==== Extracted material ====

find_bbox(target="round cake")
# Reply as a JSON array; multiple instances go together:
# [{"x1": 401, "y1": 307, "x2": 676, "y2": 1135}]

====
==== Extracted material ====

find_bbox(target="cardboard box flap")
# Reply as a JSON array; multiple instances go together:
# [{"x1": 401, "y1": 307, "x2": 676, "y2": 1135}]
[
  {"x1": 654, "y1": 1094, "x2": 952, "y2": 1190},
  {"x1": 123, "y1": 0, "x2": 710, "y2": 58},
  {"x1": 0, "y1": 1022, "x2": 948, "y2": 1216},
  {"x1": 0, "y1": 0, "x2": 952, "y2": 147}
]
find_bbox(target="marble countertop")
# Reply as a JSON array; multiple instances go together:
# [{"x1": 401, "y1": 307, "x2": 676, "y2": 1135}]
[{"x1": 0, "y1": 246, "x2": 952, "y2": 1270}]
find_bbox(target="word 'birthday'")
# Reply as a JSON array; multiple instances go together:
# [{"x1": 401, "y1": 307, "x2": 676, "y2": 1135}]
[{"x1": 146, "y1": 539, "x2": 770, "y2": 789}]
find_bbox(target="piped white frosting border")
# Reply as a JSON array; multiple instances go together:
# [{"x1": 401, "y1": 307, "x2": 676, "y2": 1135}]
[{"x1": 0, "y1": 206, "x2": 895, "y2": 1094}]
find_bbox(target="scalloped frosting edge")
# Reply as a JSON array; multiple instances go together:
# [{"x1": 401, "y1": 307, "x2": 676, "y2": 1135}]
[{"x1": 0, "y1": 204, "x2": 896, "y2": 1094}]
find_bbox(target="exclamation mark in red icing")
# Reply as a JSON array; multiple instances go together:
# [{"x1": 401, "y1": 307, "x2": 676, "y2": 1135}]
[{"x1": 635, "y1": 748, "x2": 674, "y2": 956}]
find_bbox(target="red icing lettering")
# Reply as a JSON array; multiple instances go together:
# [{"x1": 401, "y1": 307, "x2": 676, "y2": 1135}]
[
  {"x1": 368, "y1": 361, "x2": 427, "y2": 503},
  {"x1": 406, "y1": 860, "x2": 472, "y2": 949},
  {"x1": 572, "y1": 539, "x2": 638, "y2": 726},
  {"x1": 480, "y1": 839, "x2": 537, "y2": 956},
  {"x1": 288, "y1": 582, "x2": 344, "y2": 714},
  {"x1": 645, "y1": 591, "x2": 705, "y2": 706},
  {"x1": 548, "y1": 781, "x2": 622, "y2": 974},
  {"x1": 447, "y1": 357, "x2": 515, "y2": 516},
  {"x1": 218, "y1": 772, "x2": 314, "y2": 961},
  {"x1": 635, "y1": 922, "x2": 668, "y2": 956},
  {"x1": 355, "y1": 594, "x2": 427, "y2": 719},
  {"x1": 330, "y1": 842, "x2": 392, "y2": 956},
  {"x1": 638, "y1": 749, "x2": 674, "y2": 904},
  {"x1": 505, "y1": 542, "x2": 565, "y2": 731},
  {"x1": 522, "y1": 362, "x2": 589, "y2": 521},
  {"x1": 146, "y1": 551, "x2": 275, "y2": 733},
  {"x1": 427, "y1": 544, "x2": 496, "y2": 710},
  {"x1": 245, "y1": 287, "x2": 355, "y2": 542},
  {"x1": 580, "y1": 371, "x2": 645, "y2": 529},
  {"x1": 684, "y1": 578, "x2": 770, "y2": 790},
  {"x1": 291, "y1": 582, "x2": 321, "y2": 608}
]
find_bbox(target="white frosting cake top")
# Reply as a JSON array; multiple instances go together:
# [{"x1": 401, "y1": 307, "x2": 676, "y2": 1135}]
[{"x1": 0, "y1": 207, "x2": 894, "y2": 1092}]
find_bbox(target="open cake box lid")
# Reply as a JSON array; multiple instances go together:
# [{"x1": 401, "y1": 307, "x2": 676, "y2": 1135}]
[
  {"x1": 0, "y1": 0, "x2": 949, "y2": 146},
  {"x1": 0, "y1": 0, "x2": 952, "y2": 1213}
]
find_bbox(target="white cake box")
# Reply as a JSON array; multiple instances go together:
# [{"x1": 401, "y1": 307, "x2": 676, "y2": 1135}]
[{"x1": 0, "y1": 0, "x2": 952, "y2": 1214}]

====
==== Extracted material ====

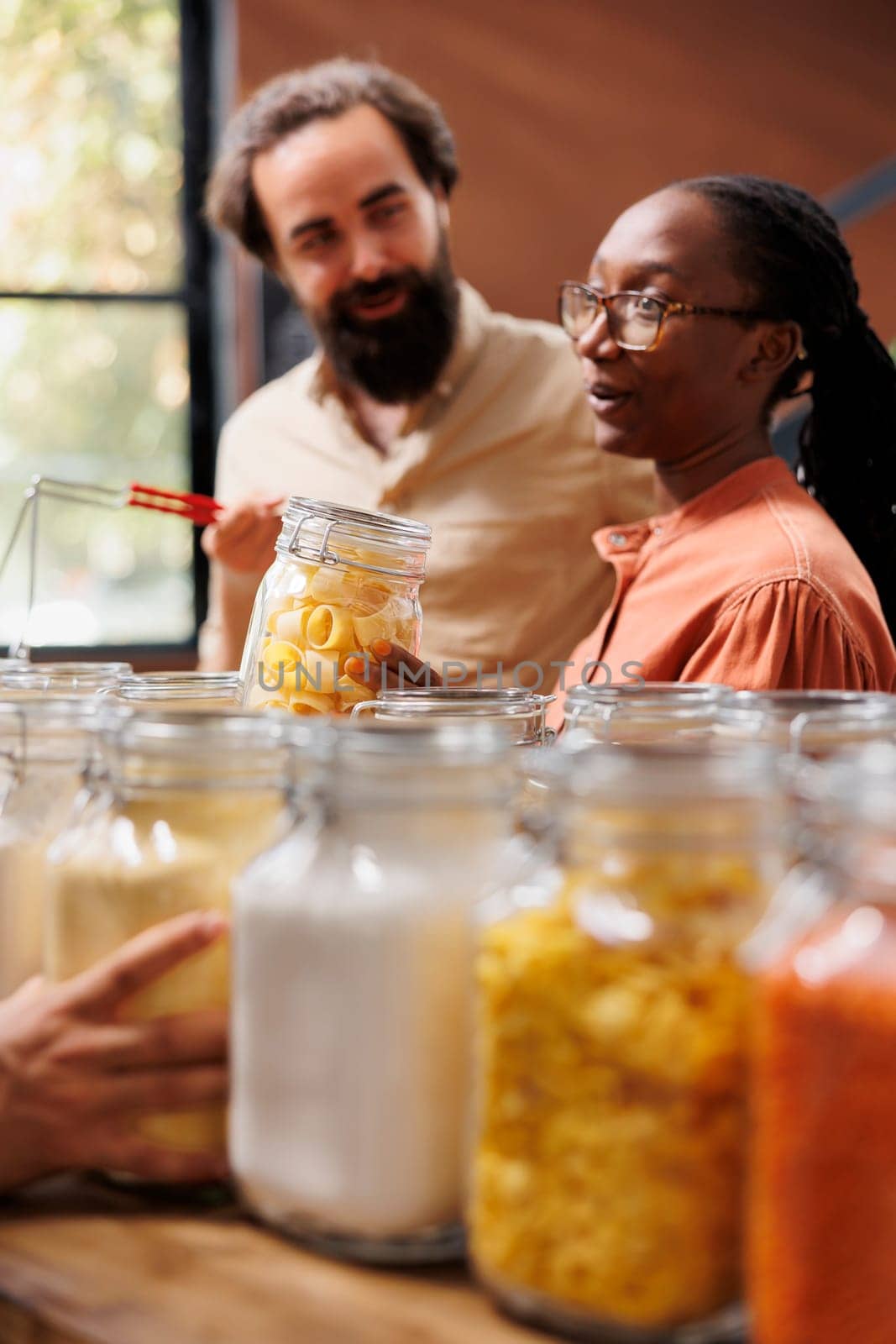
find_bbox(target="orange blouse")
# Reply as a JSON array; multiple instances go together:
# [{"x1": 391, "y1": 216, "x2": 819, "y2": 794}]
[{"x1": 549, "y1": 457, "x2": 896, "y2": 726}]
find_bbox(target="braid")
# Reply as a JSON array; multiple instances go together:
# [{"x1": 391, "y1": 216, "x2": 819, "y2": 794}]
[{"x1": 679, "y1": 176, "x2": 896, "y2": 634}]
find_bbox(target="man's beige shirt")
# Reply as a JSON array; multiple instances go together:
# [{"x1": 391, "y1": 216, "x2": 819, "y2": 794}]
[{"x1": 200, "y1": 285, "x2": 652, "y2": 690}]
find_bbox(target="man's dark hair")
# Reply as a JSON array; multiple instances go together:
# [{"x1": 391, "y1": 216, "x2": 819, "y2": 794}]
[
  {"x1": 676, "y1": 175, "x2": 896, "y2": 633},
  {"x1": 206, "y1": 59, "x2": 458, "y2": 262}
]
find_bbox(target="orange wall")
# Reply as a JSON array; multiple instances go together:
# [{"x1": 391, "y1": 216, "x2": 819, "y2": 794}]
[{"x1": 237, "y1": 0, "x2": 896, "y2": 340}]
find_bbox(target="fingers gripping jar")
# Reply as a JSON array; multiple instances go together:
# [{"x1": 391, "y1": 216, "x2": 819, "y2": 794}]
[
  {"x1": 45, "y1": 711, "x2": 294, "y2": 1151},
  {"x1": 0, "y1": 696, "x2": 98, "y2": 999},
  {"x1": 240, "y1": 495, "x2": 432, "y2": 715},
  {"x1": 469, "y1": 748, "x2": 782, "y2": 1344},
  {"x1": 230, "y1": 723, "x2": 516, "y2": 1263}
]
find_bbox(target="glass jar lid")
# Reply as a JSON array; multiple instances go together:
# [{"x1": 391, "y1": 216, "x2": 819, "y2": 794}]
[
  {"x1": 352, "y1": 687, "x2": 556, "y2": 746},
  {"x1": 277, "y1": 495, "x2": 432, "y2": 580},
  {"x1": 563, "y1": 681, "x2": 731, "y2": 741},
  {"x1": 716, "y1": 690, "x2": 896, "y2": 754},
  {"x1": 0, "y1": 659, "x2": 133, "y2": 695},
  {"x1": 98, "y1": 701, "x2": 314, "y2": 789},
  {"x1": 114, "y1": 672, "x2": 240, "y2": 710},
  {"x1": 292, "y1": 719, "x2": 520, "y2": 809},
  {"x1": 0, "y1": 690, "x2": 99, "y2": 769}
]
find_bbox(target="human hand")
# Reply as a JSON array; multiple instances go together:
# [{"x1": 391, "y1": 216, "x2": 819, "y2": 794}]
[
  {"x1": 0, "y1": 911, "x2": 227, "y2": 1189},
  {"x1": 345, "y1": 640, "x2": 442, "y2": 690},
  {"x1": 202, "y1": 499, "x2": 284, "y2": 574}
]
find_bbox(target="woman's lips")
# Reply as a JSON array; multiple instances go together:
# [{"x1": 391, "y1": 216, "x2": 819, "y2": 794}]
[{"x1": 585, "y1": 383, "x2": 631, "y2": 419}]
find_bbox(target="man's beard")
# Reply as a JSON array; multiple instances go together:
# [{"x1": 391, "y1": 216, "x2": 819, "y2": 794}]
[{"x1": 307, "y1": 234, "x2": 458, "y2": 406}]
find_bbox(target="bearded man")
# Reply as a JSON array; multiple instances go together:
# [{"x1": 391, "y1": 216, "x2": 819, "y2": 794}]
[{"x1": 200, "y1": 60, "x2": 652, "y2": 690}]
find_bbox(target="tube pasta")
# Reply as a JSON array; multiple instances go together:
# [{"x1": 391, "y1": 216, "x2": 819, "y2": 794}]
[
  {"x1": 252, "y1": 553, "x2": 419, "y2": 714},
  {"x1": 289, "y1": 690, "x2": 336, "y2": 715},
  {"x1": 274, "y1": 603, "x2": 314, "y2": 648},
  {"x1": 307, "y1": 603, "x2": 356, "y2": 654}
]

====

• _Written exercise_: Select every line of the listing above that contains the word "frosting", matching case exactly.

• _Exercise output_:
find_bbox(target="piped white frosting border")
find_bbox(target="scalloped frosting edge")
find_bbox(target="white frosting cake top")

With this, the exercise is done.